> [What is needed] Reproduce all of the records below line for line, changing nothing.

Items listed in a dataset:
.....

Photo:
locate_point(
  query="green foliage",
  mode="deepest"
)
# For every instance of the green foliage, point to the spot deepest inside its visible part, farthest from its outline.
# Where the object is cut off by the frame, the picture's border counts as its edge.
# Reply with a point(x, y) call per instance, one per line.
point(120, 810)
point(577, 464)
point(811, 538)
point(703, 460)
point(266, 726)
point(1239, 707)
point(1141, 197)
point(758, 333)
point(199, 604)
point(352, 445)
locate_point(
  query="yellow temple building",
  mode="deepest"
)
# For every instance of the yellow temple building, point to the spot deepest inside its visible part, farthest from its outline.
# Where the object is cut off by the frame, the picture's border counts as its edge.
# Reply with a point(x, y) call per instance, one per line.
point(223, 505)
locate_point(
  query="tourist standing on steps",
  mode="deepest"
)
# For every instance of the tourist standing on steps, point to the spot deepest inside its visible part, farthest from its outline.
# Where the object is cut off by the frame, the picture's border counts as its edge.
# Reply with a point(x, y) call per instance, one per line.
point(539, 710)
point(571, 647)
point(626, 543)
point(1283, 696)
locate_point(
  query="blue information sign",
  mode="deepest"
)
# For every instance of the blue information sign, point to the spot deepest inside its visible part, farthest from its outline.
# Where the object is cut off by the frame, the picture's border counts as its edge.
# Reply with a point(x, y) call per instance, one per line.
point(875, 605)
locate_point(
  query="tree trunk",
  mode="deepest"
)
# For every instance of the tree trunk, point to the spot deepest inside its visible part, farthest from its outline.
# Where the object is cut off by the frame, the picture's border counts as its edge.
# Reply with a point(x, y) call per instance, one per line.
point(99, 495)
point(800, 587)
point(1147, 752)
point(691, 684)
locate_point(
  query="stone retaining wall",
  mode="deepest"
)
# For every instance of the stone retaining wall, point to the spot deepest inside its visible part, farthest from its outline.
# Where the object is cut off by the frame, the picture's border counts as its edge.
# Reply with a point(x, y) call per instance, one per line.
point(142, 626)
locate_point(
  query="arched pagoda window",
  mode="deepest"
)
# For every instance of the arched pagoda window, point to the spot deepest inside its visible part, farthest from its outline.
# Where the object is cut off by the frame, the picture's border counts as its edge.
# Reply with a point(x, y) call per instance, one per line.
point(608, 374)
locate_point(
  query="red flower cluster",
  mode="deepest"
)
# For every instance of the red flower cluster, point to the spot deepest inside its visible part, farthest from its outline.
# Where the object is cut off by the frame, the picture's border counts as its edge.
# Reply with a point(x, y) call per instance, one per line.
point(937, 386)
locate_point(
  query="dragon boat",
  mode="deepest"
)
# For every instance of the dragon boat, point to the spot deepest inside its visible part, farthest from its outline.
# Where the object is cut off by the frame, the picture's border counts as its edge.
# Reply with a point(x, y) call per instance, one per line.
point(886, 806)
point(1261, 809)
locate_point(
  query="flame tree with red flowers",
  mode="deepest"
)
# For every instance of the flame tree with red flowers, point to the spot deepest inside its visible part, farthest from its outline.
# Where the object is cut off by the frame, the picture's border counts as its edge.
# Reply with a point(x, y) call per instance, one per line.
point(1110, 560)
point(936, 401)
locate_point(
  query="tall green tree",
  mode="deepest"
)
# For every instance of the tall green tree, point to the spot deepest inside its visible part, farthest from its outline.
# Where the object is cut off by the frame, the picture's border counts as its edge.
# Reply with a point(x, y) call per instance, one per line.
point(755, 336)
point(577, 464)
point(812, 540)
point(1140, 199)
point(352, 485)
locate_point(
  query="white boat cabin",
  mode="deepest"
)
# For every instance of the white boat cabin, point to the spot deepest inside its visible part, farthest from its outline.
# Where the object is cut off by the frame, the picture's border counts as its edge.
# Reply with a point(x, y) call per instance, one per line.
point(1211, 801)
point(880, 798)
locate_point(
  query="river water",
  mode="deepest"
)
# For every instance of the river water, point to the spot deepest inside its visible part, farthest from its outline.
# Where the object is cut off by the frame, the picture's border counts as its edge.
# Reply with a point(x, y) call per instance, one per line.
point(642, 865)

.....

> [Result for this task]
Photo:
locate_point(
  query="green foliage",
  mode="deepest"
)
# For every instance of the green foliage, point to the spot deepest inside its visible part, farthest from its outline.
# Where the object is cut off by the frame, the picture's border counts as its edge.
# Reply with a point(x, y) call per instance, one per line.
point(120, 810)
point(577, 464)
point(811, 538)
point(703, 460)
point(266, 726)
point(1239, 707)
point(1141, 197)
point(758, 333)
point(199, 604)
point(352, 445)
locate_point(
  query="yellow temple building",
  mode="deepest"
)
# For every instance of the yellow temple building, point to the spot deepest inside its visible part, farthest from its outline.
# Where the object is cut off by the frame, the picture's border counts as its edge.
# Reply with a point(x, y) call per instance, one per line.
point(223, 505)
locate_point(
  query="tourist standing on steps",
  mode="deepest"
)
# For every instance of the tourist standing on steps, point to the spot deepest inside its visible part, farthest from its outline.
# Where the object is cut off by the frame, the picture's border counts as its edge.
# Reply with a point(x, y) call per instance, one per line.
point(539, 710)
point(571, 647)
point(626, 543)
point(1283, 696)
locate_point(
  query="blue information sign",
  mode="deepest"
)
# For every instance of the blue information sign, point to the spot deepest inside its visible part, farthest from its outline.
# Where the object is cut off by the frame, the picture's border counts as its edge.
# Reply with a point(x, y) call per instance, one per line.
point(875, 605)
locate_point(
  query="tree trunk",
  mode="deepest"
)
# For every instance of the tree trunk, point to the spot deepest inside its visible part, farthest from its outline.
# Where the object is cut off by the frame, the picture's border counts as its edge.
# Reply with a point(x, y) call per instance, one per line.
point(99, 495)
point(800, 587)
point(1147, 752)
point(691, 684)
locate_point(
  query="stone retaining wall",
  mode="deepest"
)
# For every instance of the stone retaining wall, point to the spot deepest inside its visible part, farthest from its outline.
# Where the object is cut off by the frame, the picture's border counts as its edge.
# Reply with a point(x, y) call per instance, one per line.
point(142, 626)
locate_point(
  query="arched pagoda window",
  mode="deepest"
)
# For every instance of the arched pagoda window, point to the spot deepest inside its visible part, farthest from its outline.
# Where the object is cut off by the frame, the picture's border counts as its edge.
# Reply with a point(x, y) call per instance, one per line.
point(608, 374)
locate_point(
  query="red flower cluster",
  mode="deepest"
)
# For every instance of the red flower cluster, point to the spot deepest inside its visible part, farthest from its outline.
# Where the object is cut off by the frame, the picture's border counts as its edge.
# Reply with a point(x, y) call per instance, one per line.
point(937, 386)
locate_point(
  query="dragon boat",
  mode="deepest"
)
# For every instance of the dragon boat, point to the spot deepest inside its visible part, farthest from its outline.
# Where the object is cut off by the frame, the picture's border counts as its edge.
# Reply with a point(x, y) call per instance, one per line.
point(886, 806)
point(1261, 809)
locate_point(
  query="flame tree with red flowers",
  mode="deepest"
)
# For every instance of the flame tree with red flowers, point to the spot deepest inside its visible part, farthest from its outline.
# Where the object is cut off by the frame, the picture's border counts as its edge.
# Reply with a point(x, y) call per instance, one per line.
point(1110, 560)
point(936, 401)
locate_point(
  query="tall green tree",
  mode="deepest"
)
# For every instance of the tall green tree, point to the spot deepest inside its visible part, farthest from its outline.
# Where the object is cut off by the frame, the picture's border counts as its edge.
# Reply with a point(x, y) call per instance, one per line.
point(755, 336)
point(577, 464)
point(812, 540)
point(1140, 199)
point(352, 485)
locate_point(
  query="white boat cabin",
  mode="deepest"
)
# For every instance of the white boat cabin, point to the spot deepest inside its visible part, farthest from its outline.
# Where the object is cut off by the frame, the picture's border counts as its edge.
# Reply with a point(x, y) call per instance, one per line.
point(1211, 801)
point(880, 798)
locate_point(
  query="river water",
  mode="deepest"
)
# For every instance of the river water, point to the spot deepest inside its visible part, farthest from its outline.
# Where the object is cut off by the frame, the picture's border counts as its edge.
# Reply with a point(x, y) call per instance, one per line.
point(642, 865)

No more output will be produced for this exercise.